* **Article**:
=-=-=-=-=
How Data Can Inform the Elections Resource Allocation Problem

The MIT Election Data and Science Lab  helps highlight new research and interesting ideas in election science, and is a proud co-sponsor of the Election Sciences, Reform, & Administration Conference (ESRA).

Our post today was written by Rachel Orey, based on her presentation at the 2021 ESRA Conference . The information and opinions expressed in this column represent their own research, and do not necessarily represent the opinions of the MIT Election Lab or MIT.

If you'd like to learn more about this work, you can read the full Bipartisan Policy Center report here.

Both the beauty and the challenge of United States elections lies in their versatility.

This country is home to thousands of local election jurisdictions, each with distinct electorates and diverse approaches to election administration. A one-thousand-person township in central Maine has the same goal as a multimillion-person county on the coast of California: to provide a free and fair election to every eligible voter. While voters in one jurisdiction may prefer to vote entirely by mail, voters in another could lean heavily towards in-person options. Another jurisdiction might see voters evenly divided between mail, early, and Election Day voting, creating a logistical nightmare for election officials who must balance limited resources between each voting method.

The multitude of approaches to election administration at the local level creates a problem for policymakers striving to set uniform standards for how election resources should be allocated. Is it better to pour resources into mail or in-person voting? If we put more resources towards Election Day voting, can we reduce the number in-person early voting sites in exchange? Should every jurisdiction have the same voting methods available?

Recognizing the need for a baseline of minimally acceptable voting options, as well as the need to more efficiently distribute limited elections office resources, we propose a versatile Resource Estimator that determines how resources should be allocated based on a jurisdiction’s voter preferences and election laws. Understanding that no single allocation of voting options could suit every jurisdiction, the Resource Estimator acknowledges the need for both standardization and adaptability. It offers a standard formula for allocating resources that applies across the country; this standard formula is then adapted to a jurisdiction’s individual circumstances.
=-=-=-=-=
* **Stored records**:
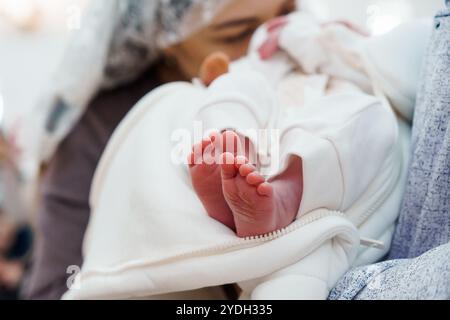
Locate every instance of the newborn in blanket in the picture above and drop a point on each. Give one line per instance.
(313, 60)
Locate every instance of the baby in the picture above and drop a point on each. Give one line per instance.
(230, 187)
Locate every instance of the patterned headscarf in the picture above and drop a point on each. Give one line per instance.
(118, 40)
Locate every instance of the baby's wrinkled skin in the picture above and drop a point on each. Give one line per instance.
(231, 190)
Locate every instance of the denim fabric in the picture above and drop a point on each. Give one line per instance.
(424, 221)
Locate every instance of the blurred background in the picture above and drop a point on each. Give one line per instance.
(33, 35)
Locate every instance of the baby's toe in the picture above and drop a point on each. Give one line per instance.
(246, 169)
(255, 178)
(231, 142)
(229, 170)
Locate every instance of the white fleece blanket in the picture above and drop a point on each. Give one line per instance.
(149, 235)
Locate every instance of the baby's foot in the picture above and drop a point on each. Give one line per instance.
(258, 206)
(215, 65)
(206, 177)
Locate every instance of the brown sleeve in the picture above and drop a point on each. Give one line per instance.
(64, 211)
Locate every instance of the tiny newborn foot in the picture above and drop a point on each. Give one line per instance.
(258, 206)
(215, 65)
(205, 174)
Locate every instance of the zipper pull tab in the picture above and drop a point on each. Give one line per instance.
(372, 243)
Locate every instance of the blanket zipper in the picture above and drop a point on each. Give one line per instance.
(257, 240)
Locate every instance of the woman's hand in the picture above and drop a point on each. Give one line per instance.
(11, 273)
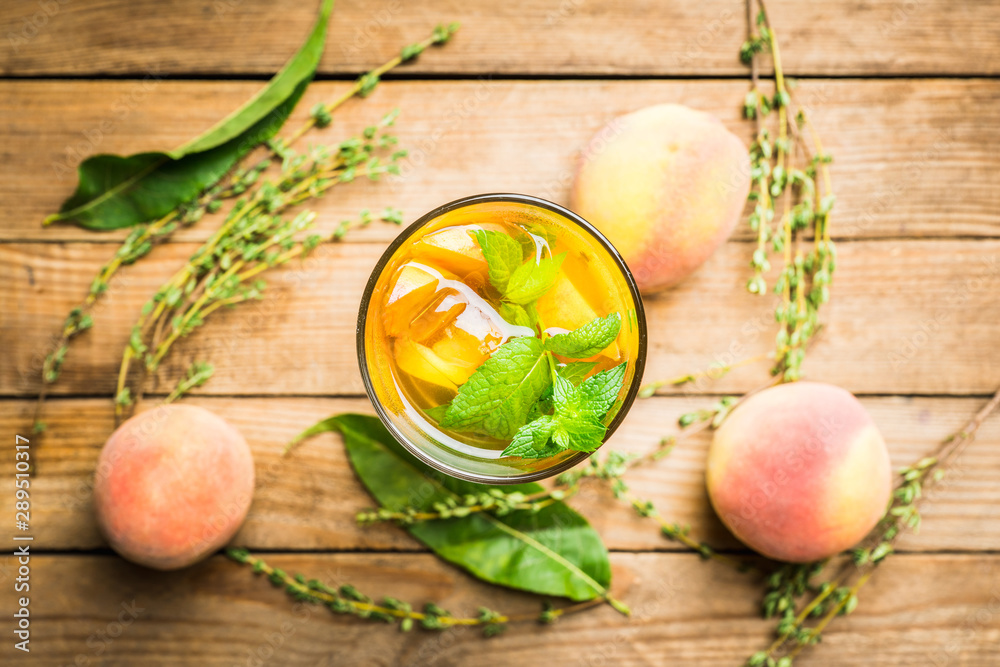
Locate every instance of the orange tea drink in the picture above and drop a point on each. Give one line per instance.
(501, 338)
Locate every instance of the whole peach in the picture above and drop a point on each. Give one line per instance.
(666, 184)
(173, 485)
(799, 472)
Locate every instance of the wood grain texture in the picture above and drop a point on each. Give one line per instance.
(918, 610)
(308, 501)
(908, 317)
(518, 37)
(912, 157)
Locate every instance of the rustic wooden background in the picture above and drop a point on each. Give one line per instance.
(904, 92)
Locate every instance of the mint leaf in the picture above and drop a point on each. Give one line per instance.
(565, 395)
(503, 256)
(576, 371)
(600, 392)
(498, 396)
(531, 280)
(588, 340)
(543, 406)
(532, 440)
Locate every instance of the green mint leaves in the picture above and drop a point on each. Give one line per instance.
(578, 420)
(503, 256)
(588, 340)
(496, 399)
(519, 283)
(522, 393)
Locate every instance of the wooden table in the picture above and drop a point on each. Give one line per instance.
(904, 93)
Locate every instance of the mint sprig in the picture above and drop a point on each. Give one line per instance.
(503, 256)
(522, 393)
(577, 422)
(588, 340)
(496, 399)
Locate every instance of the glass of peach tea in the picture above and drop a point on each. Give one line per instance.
(501, 338)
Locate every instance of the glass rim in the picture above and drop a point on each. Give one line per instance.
(424, 457)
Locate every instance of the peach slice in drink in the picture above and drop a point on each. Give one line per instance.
(454, 249)
(464, 353)
(566, 306)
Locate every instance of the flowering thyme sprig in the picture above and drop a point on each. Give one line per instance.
(346, 599)
(255, 237)
(143, 238)
(806, 197)
(838, 596)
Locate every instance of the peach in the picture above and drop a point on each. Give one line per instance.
(799, 472)
(173, 485)
(666, 184)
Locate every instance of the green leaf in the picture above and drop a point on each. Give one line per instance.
(532, 440)
(115, 192)
(566, 396)
(601, 391)
(585, 431)
(588, 340)
(553, 551)
(533, 279)
(503, 256)
(497, 397)
(576, 371)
=-=-=-=-=
* **Short exercise A**:
For each statement, say yes or no according to the article on election resource allocation, and quote the words from it that decide the answer.
(i) The Resource Estimator uses one allocation of voting options for every jurisdiction.
(ii) The MIT Election Data and Science Lab co-sponsors the ESRA Conference.
(iii) The post is based on a presentation given at the 2021 ESRA Conference.
* **Short exercise B**:
Rewrite the rows from the line with "Locate every instance of the peach in" through the end of the rows, requests included. Multiply each coordinate in the answers by 1.75 and round to whole numbers, with halves rounding up.
The rows have no connection to the article.

* **Exercise output A**:
(i) No: "Understanding that no single allocation of voting options could suit every jurisdiction"
(ii) Yes: "is a proud co-sponsor of the Election Sciences, Reform, & Administration Conference (ESRA)"
(iii) Yes: "based on her presentation at the 2021 ESRA Conference"

* **Exercise output B**:
Locate every instance of the peach in the picture above and drop a point on each. Give one line per instance.
(1398, 826)
(303, 849)
(1166, 322)
Locate every instance of the green leaf in the picture above and drop a point on each. Give one line per instance.
(931, 770)
(201, 336)
(991, 693)
(1052, 684)
(1024, 754)
(1029, 595)
(968, 964)
(933, 488)
(880, 448)
(870, 695)
(1008, 649)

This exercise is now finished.